Record set below:

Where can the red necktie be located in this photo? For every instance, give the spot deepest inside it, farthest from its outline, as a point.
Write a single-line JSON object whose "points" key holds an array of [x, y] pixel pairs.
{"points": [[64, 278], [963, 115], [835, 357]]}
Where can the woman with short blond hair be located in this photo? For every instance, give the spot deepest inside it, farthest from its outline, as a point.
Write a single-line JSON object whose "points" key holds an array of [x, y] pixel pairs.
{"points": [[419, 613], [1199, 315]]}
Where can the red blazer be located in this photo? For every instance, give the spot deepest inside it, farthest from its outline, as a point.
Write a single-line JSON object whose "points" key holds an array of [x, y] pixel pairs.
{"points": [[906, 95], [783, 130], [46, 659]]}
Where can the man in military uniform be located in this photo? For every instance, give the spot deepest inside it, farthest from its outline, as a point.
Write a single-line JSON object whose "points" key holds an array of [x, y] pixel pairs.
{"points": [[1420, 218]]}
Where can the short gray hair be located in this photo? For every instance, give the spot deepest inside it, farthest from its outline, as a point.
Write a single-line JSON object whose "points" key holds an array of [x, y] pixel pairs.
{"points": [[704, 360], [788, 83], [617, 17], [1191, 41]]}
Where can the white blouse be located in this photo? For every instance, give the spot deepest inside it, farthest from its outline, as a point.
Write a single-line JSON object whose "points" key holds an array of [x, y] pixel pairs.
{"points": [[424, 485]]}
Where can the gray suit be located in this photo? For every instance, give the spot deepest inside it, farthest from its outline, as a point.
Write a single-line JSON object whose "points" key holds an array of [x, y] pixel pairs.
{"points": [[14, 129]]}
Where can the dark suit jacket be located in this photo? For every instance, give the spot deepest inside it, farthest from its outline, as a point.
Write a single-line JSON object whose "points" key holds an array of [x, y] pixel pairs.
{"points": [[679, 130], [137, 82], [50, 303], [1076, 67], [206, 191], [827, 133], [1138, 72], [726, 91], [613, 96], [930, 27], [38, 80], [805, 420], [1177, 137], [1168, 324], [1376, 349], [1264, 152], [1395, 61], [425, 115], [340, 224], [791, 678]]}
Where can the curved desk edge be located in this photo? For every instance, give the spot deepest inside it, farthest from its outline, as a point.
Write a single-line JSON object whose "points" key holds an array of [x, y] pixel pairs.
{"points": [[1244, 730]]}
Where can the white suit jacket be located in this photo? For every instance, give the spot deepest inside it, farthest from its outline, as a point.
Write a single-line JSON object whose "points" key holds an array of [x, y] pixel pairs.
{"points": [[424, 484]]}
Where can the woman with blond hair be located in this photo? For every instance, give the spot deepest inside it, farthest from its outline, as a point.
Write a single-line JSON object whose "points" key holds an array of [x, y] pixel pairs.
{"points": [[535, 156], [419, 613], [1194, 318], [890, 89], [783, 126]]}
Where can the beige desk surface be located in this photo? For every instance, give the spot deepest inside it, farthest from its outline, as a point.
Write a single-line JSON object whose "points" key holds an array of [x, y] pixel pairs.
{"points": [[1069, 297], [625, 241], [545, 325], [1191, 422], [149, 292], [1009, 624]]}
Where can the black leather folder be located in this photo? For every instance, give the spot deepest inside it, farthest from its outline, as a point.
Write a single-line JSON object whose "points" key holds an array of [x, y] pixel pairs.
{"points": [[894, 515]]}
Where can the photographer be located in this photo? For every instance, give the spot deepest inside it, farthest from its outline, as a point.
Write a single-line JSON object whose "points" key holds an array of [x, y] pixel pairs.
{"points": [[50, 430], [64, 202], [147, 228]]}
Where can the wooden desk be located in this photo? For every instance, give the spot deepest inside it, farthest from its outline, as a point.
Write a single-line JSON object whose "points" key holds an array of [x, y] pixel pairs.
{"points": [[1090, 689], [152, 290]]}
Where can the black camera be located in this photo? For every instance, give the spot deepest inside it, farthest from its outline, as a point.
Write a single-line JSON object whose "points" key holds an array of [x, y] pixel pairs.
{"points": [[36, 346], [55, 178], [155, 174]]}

End of Record set.

__What you will do__. Look in the material above for the line with "Where can the woman with blond" and the line with "Where can the black camera", and transcribe exactly those lines and all lines between them, nothing more.

__The completed task__.
Where can the woman with blond hair be located in this photo? For every instance, give the spot deepest inside it, farthest from its outline, as a point.
Write a single-line JSON object whose "points" key holds an array of [x, y] pixel pairs.
{"points": [[535, 156], [419, 613], [1194, 318], [890, 89], [783, 126]]}
Where can the beige desk surface be located in this photo? For every instance, give the spot deepest inside it, farthest from its outline, as a point.
Write a single-line JSON object whose "points" key holds an array of [x, y] pixel pairs.
{"points": [[1069, 297], [625, 241], [545, 325], [1191, 422], [149, 292], [1009, 624]]}
Where can the black leather folder be located in this photo? For every instance, give the spot deepest inside it, farthest from its outline, as a point.
Write a single-line JSON object whose "points" key holds an array of [x, y] pixel pairs.
{"points": [[894, 515]]}
Where can the photographer be located in this photo? For every instance, give the spot deepest inside it, farthest from its outline, as a point.
Write a single-line JSON object whose "points" key holds an array of [x, y] pixel pairs.
{"points": [[50, 430], [64, 202], [147, 228]]}
Where can the wooden desk be located in this photo? For every instance, give the spot deepest inside it, farthest from its outline, as a point.
Write a single-line JSON object whose "points" key holds an array of [x, y] pixel pairs.
{"points": [[1090, 689], [152, 290]]}
Where can the black camera be located in this photo? For every instance, give the spot deepest inside it, farthest from its outline, as a point.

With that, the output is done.